- [DATA FOR PROCESSING]:
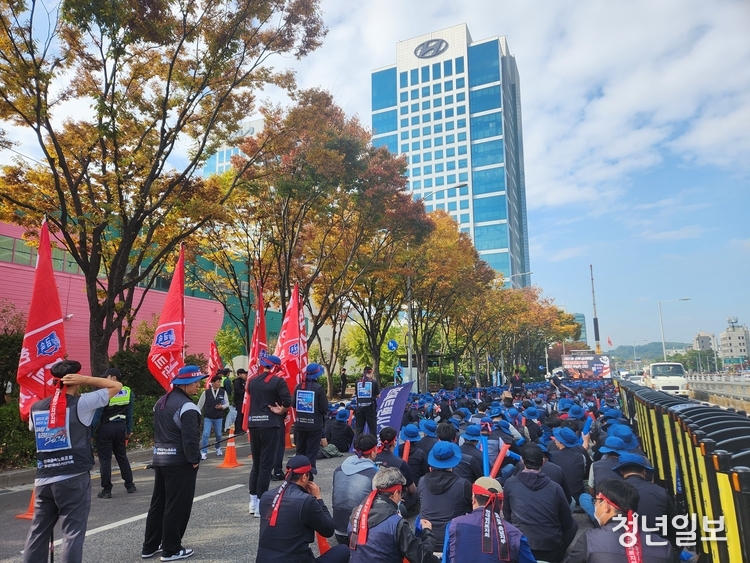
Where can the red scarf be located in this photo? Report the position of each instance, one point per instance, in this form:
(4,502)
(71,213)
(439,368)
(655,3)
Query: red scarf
(276,503)
(490,513)
(634,552)
(359,521)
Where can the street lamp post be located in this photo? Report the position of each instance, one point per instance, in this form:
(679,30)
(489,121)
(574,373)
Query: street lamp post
(661,324)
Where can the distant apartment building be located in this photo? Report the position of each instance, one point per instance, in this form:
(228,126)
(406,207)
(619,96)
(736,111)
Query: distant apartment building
(580,318)
(734,343)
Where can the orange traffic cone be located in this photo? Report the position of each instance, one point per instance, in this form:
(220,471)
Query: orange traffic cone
(29,514)
(230,457)
(323,544)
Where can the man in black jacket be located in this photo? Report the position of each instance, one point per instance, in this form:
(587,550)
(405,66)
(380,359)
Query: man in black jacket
(269,401)
(176,459)
(536,505)
(292,514)
(339,432)
(616,501)
(443,495)
(378,532)
(311,406)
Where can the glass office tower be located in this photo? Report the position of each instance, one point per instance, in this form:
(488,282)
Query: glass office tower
(453,107)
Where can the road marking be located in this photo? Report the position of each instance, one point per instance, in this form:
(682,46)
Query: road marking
(143,516)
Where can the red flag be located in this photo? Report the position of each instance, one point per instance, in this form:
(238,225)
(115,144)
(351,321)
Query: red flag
(214,362)
(291,347)
(258,349)
(44,340)
(165,358)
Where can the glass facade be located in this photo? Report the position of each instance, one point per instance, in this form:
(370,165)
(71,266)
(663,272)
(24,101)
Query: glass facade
(457,119)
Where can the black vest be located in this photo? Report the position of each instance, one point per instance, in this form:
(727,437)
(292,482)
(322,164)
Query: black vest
(209,406)
(61,451)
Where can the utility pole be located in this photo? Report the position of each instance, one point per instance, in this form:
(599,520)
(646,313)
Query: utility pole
(596,320)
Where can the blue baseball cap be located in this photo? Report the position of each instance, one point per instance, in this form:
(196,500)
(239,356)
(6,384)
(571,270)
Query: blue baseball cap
(444,455)
(187,375)
(410,433)
(567,437)
(314,371)
(429,427)
(473,433)
(632,459)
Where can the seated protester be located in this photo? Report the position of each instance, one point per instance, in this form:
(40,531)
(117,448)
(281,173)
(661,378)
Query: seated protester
(470,468)
(429,439)
(615,503)
(352,482)
(292,514)
(551,470)
(386,458)
(338,432)
(536,505)
(531,418)
(443,495)
(470,446)
(572,458)
(653,500)
(611,451)
(417,457)
(477,537)
(380,534)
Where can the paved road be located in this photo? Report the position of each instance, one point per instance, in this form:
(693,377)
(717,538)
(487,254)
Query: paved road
(220,529)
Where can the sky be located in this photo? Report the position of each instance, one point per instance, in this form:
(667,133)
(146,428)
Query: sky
(636,125)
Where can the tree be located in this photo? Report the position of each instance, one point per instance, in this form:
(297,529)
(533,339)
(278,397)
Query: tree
(145,79)
(445,269)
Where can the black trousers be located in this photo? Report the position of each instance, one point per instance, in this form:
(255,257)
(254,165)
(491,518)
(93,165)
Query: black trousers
(370,416)
(171,503)
(110,438)
(263,445)
(307,442)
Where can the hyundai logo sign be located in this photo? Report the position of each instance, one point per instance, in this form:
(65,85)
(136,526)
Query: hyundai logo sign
(431,48)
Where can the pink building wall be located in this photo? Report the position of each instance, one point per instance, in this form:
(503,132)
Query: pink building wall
(203,317)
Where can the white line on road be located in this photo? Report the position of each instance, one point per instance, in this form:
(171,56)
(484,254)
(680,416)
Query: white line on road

- [DIRECTION]:
Can you rewrite the items starting with the line that contains "Where can the sky" and going on through the end of the items, with "Query" changed to "Target" and nothing else altered?

- [FULL SOLUTION]:
Where can the sky be located in this photo? Report the position of each instance, one point per instance, in this form:
(667,133)
(146,428)
Target: sky
(636,125)
Where can the tree be located in this photo? Report the position of each instance, one point per instance, in this form:
(297,529)
(533,339)
(278,397)
Target: tree
(145,79)
(445,269)
Where can the black trousers be located in this photo? Report the position of each instance, one point per instance, in this form:
(255,257)
(254,165)
(491,518)
(93,165)
Target: black trousers
(370,416)
(171,503)
(110,438)
(263,445)
(307,442)
Where can the hyundai logo sign be located in this photo? Report the position of each instance, one point per instance, in this form:
(65,85)
(136,526)
Target: hyundai logo sign
(431,48)
Where can the pink building wall be located in this photo? Report the position of each instance, one point per instance, in this form:
(503,132)
Target: pink building wall
(203,317)
Where can the white line on road be located in this photo? Report the position of each instance, one point per instance, in this form:
(171,56)
(484,254)
(680,416)
Target: white line on road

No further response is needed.